Work to be completed. Rescale the data from the line with "Q: Where on this screen is the rocky mountain" up to and including its last line, writing out every line in that span. Multiply each bounding-box coordinate in the answers by 2.5 and round to whole numbers, with halves rounded up.
--- start Records shown ---
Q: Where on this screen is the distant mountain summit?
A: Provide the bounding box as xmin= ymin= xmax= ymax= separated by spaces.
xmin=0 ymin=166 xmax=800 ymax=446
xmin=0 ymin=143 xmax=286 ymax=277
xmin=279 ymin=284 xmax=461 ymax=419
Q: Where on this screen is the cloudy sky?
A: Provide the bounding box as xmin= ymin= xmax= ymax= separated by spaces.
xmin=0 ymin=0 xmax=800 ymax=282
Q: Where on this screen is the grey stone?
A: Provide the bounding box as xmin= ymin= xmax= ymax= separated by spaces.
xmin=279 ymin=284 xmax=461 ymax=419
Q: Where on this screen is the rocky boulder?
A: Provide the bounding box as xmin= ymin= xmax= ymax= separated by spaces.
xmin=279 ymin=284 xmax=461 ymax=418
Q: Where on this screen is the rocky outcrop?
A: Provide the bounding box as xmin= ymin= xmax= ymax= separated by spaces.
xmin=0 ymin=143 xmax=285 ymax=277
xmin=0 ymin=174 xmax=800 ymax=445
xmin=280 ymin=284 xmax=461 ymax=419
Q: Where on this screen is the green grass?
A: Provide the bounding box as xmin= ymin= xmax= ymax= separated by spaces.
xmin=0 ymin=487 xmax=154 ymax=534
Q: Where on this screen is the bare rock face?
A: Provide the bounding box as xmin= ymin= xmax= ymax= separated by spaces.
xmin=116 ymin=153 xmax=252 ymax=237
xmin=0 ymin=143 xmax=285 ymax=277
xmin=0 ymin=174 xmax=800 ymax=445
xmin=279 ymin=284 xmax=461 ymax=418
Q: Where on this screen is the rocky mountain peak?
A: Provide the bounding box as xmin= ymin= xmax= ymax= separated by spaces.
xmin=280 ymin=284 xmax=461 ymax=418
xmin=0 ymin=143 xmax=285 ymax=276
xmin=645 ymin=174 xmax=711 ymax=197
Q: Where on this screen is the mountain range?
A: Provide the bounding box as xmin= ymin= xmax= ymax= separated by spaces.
--- end Records shown ---
Exercise answer.
Q: Where on this screen is the rocky mountain peak?
A: Provide the bounding box as xmin= ymin= xmax= ymax= separated by spaces.
xmin=700 ymin=710 xmax=1153 ymax=1045
xmin=0 ymin=358 xmax=713 ymax=690
xmin=1613 ymin=435 xmax=1778 ymax=493
Q: Where on this screen is the mountain range?
A: Provide the bounding box as xmin= ymin= xmax= ymax= separated by spaces.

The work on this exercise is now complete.